In India, this realization has been part of a common spiritual heritage for thousands of years, fed by the personal experience of mystics from most of the world’s major religions. Hinduism and Buddhism, of course, originated there; Islam and Zoroastrianism have contributed to its culture for several centuries. Jewish communities in South India date from before the Christian era; and Christianity arrived in Kerala state, where I was born, long before it reached most of Europe – in fact, according to Church tradition, the Gospel was brought to India by the Apostle Thomas himself in the first century A.D. Indians are used to being surrounded by many paths to God, and I don’t think any people are more catholic in accepting truth in whatever religion they find it.

Against this background, there is a story about a missionary school being inspected by one of the church officials. These inspections could come at any time, and the inspector – who, of course, was usually not Indian – had the privilege of stepping unannounced into any classroom, playing the teacher, and asking whatever question he liked. In this story, an inspector steps in on an English class and says – in English – “Let me ask you three questions: One, what does God know? Two, what can he do? Three, where is he to be found?”

Most of the village children were taken by surprise: after all, it is hard enough to discuss theology in your own language, let alone in somebody else’s. But there was one little fellow at the back who really knew his spiritual heritage. He stood up and said politely, “Sir, may I ask *you* three questions?”

# OBJECTIVE 1
List the three questions the inspector asks the class in the passage on India's spiritual heritage.
# OBJECTIVE 2
Carry the passage on India's spiritual heritage forward, starting right after the boy asks the inspector whether he may ask three questions of his own.
The material isn't needed for anything here.

# INFORMATION PROVIDED
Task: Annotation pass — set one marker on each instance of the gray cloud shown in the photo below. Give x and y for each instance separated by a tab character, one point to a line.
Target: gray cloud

# WRITTEN RESPONSE 1
1. What does God know?
2. What can he do?
3. Where is he to be found?

# WRITTEN RESPONSE 2
The examiner was a good sport, so he said yes. And the boy asked: “What does God *not* know? What can he not do? Where is he not?”

It is a simple reply, but it says a great deal. To the mystic, it is absurd to say there is no God. He is our life, our very Self; how can we deny him? Only when we think that God is something outside us is it possible to say that God does not exist.

A few years ago I remember a columnist describing his family’s trip to Europe. While they were driving through France, the children kept complaining, “Dad, when are we going to see Europe?” It is much like that with God. If you want to see the Lord, the mystics say, just look around you; what else is there? “Open your eyes,” says Hugh of St. Victor; “the world is full of God.”

The Sufis have a vivid image for this. The Lord, they say, is the Showman, but he is also the show. In Sanskrit he is Mahamayi, the Cosmic Magician, who has cast the illusion of separateness over all the universe. P.T. Barnum may have been proud of the “greatest show on earth,” but the earth itself is only a small part of the vast show that is the Lord’s. So the Hindu scriptures do not talk about God creating the world; they say that he *became* the world. It is not something different from him; it is a form which he has put on.

– Eknath Easwaran, from “The Bhagavad Gita for Daily Living, vol. 2: Like a Thousand Suns”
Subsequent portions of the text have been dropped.